TEXT SECTION
[Start of section]

Biology » Cell Transport » Active Transport

Active Transport

By the end of this lesson and the next few, you should be able to:

  • Understand how electrochemical gradients affect ions
  • Distinguish between primary active transport and secondary active transport

What is active transport?

Active transport mechanisms require the use of the cell’s energy, usually in the form of adenosine triphosphate (ATP). If a substance must move into the cell against its concentration gradient—that is, if the concentration of the substance inside the cell is greater than its concentration in the extracellular fluid (and vice versa)—the cell must use energy to move the substance. Some active transport mechanisms move small-molecular weight materials, such as ions, through the membrane. Other mechanisms transport much larger molecules.

Electrochemical Gradient

We have discussed simple concentration gradients—differential concentrations of a substance across a space or a membrane—but in living systems, gradients are more complex. Because ions move into and out of cells and because cells contain proteins that do not move across the membrane and are mostly negatively charged, there is also an electrical gradient, a difference of charge, across the plasma membrane.

The interior of living cells is electrically negative with respect to the extracellular fluid in which they are bathed, and at the same time, cells have higher concentrations of potassium (K+) and lower concentrations of sodium (Na+) than does the extracellular fluid. So in a living cell, the concentration gradient of Na+ tends to drive it into the cell, and the electrical gradient of Na+ (a positive ion) also tends to drive it inward to the negatively charged interior.

[End of section]

Answer these questions from the active transport lesson.
(a) In what form is the cell's energy usually used by active transport mechanisms?
(b) How is the interior of living cells charged relative to the extracellular fluid?
(c) Which ion do cells contain in higher concentrations than the extracellular fluid?

EXTRACTED DATA
[Start of section]

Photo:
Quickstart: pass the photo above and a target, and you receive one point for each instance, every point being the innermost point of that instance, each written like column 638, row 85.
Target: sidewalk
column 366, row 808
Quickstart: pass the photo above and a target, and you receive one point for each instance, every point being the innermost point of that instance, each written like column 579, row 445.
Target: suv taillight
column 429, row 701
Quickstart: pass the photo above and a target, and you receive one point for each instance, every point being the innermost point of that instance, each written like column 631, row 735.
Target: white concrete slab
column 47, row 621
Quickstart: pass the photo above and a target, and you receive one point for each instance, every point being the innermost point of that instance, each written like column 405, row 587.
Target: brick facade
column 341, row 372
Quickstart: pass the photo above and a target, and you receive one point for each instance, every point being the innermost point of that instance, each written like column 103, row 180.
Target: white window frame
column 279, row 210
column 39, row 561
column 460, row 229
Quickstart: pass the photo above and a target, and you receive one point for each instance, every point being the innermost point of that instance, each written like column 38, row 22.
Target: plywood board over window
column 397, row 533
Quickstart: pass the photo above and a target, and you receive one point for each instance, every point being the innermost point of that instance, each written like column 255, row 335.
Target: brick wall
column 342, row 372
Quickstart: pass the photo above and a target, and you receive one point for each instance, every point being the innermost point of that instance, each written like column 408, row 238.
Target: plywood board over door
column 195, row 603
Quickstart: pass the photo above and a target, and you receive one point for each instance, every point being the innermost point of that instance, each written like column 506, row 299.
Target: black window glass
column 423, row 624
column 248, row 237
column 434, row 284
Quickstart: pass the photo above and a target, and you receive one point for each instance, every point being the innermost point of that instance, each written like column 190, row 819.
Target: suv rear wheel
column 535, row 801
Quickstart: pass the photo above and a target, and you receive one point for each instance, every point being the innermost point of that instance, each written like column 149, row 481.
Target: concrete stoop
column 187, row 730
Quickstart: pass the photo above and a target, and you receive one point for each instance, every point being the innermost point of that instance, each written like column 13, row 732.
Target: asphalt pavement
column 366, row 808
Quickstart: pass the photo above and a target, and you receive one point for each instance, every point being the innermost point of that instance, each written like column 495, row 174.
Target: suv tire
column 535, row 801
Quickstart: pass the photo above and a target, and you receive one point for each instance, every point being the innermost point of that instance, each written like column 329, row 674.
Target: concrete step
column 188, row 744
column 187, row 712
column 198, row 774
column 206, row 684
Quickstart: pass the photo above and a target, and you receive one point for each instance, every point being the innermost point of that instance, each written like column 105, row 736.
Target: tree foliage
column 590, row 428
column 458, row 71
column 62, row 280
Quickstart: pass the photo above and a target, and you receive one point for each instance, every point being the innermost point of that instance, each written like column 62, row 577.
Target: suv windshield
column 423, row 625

[End of section]

SOLUTION
(a) Adenosine triphosphate (ATP).
(b) It is electrically negative.
(c) Potassium (K+).